Exercise details
Transcribe each of the following items verbatim, omitting the pictures from your transcription.

:::::

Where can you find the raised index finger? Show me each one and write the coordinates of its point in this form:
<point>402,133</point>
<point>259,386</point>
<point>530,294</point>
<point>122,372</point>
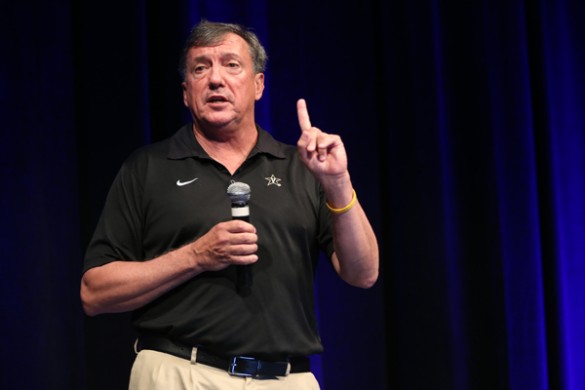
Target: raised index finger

:::::

Exercise answer
Where can you find the raised index finger? Show me each one and write the coordinates of its point in this form:
<point>402,133</point>
<point>259,386</point>
<point>530,294</point>
<point>122,372</point>
Target: raised index finger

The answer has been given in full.